[Excerpt provided]
───

Euphoria Season 3 proves that the show we all fell in love was Petra Collins’ and not by Sam Levinson

Fans waited for years to finally get to watch Euphoria Season 3; but as the show premiered, the general consensus was that it has completely become a different sho now and no longer recignises the way it made it’s debut in the first season. The show landed a 42% critics’ score on Rotten Tomatoes and has received several negative reviews with fans struggling to connect what’s on screen now with the show that had everyone obsessed back in 2019. But the decline of Euphoria has less to do with Sam Levinson and more to do with another woman, who’s absence has made the show completely different and deteriorating.

The gap between what Euphoria was and what it is now is genuinely jarring. Season 3 takes place after a time skip and the centrepiece controversy involves Cassie, who tries to fund her dream wedding by starting an OnlyFans, a storyline that sees her in a dog costume, dressed as a baby, and crawling on a leash in the premiere episode. On the other hand, Jules is a sugar baby, Maddy is rumoured to become a madame and Rue now works at a strip club. The show feels nothing like it used to, and the third season of Euphoria feels like a hollow shell of its former self because something essential is genuinely gone.

───

[Task to complete] Extend the piece above on Euphoria Season 3, picking up right after its final sentence.

[Record extracts]

───

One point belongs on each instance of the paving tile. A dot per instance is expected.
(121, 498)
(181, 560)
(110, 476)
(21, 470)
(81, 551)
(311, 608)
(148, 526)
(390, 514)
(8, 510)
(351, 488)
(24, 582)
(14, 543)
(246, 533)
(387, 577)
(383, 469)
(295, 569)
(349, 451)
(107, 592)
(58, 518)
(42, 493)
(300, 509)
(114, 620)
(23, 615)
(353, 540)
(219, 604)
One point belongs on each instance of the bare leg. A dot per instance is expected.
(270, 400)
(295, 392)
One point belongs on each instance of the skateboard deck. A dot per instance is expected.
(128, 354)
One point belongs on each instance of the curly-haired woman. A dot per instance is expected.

───

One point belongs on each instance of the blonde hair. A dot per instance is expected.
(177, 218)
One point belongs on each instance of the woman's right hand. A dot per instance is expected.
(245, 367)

───

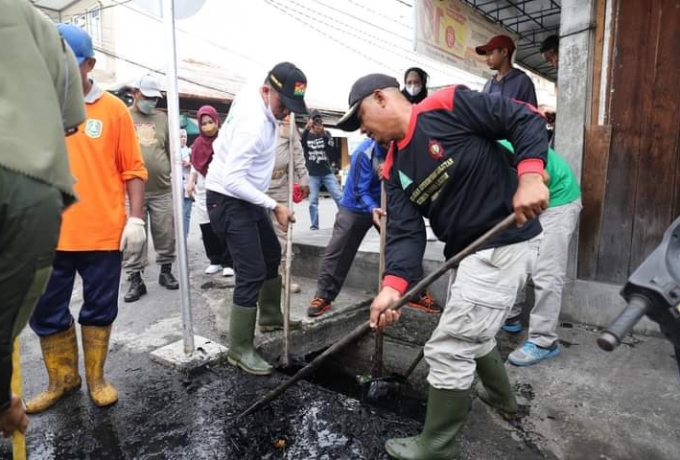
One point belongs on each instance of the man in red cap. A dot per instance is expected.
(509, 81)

───

[Exercise answer]
Petra Collins’ Euphoria Season 1 vs Sam Levinson’s Euphoria Season 3

Still from Euphoria Season 1 (Image via HBO Max)Still from Euphoria Season 1 (Image via HBO Max)
Still from Euphoria Season 1 (Image via HBO Max)

Before Euphoria ever aired, Sam Levinson reached out to the agency representing Canadian photographer Petra Collins, explaining that he had written the show after being “inspired” by her photographs, and wanted her to direct it. She did the casting, she shaped the visual identity which is very much evident if you look at her other work. then, at the last minute, HBO dropped her for being “too young.” The show went ahead anyway, wearing everything she had built: the glitter tears, the use of vibrant coloured gels, the dreamlike atmosphere, all of it mirrored work found directly in Collins’ art.

The show took her world and handed it to someone else and Collins herself eventually said she had to change her own style because it had become so associated with Euphoria. The originator had to escape comparison with the copy, and many fans are still unaware of her work on the show.

What Euphoria season 3 makes undeniable is that Levinson never actually understood what made the show work. Stripped of the original sensitivity and perspective, what remains feels hollow. At its most exhausting, the show reduces its women to bodies before it allows them to be people.

Collins’ work, by contrast, allowed young women to be simultaneously passionate and tender, constructing images that were always on the side of their subjects. That quality, that specific kind of care behind the camera, is a point of view, and you can’t steal a point of view: Euphoria Season 3 is the receipts.


Euphoria Season 3 is now streaming.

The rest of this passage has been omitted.